# Shape labeling records
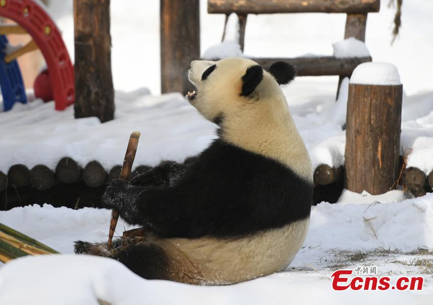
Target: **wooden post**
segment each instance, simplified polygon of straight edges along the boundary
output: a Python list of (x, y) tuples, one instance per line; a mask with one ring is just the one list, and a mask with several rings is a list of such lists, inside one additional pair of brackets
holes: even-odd
[(82, 169), (73, 159), (64, 157), (56, 167), (56, 177), (62, 183), (75, 183), (81, 179)]
[(91, 161), (83, 170), (83, 180), (91, 187), (98, 187), (107, 180), (105, 169), (97, 161)]
[[(365, 41), (365, 30), (367, 26), (367, 14), (347, 14), (346, 17), (346, 27), (344, 30), (344, 39), (354, 37)], [(337, 97), (340, 93), (340, 87), (345, 77), (350, 78), (350, 74), (341, 75), (338, 78), (338, 87), (337, 88)]]
[(74, 0), (75, 118), (114, 115), (110, 0)]
[(427, 181), (424, 172), (416, 168), (407, 168), (403, 171), (403, 182), (414, 195), (422, 193)]
[(13, 165), (8, 171), (8, 180), (9, 184), (17, 187), (30, 185), (30, 171), (22, 164)]
[(347, 102), (345, 183), (372, 195), (397, 180), (403, 86), (351, 84)]
[(186, 71), (200, 57), (199, 0), (160, 0), (161, 92), (186, 94)]
[(245, 29), (247, 26), (247, 17), (248, 15), (247, 14), (237, 15), (239, 19), (239, 45), (240, 46), (240, 50), (242, 52), (245, 46)]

# Required work
Any pictures should be dropped; transcribe the rest of the records above exactly.

# Result for this exercise
Target: **wooden post**
segment each instance, simplified polygon of straight edges along the boundary
output: a Python list of (x, y) tuples, one instance per line; a mask with one ring is just the one list, and a mask with several rings is a list of such lists, inside one additional pair of brackets
holes: even-odd
[(82, 169), (73, 159), (64, 157), (56, 167), (56, 177), (62, 183), (75, 183), (81, 179)]
[(91, 161), (83, 170), (83, 180), (91, 187), (98, 187), (107, 180), (105, 169), (97, 161)]
[[(365, 41), (365, 30), (367, 26), (367, 14), (347, 14), (346, 17), (346, 27), (344, 30), (344, 39), (354, 37)], [(337, 97), (340, 93), (340, 87), (345, 77), (350, 78), (350, 74), (341, 75), (338, 78), (338, 87), (337, 88)]]
[(74, 0), (75, 118), (114, 115), (110, 0)]
[(427, 181), (424, 172), (416, 168), (407, 168), (403, 171), (403, 182), (414, 195), (422, 193)]
[(13, 165), (8, 171), (8, 180), (9, 184), (17, 187), (30, 185), (30, 171), (22, 164)]
[(347, 102), (345, 183), (372, 195), (397, 180), (403, 86), (351, 84)]
[(186, 71), (200, 57), (199, 0), (160, 0), (161, 92), (186, 94)]
[(245, 29), (247, 26), (247, 17), (248, 15), (247, 14), (237, 15), (239, 19), (239, 45), (240, 46), (240, 50), (242, 52), (245, 46)]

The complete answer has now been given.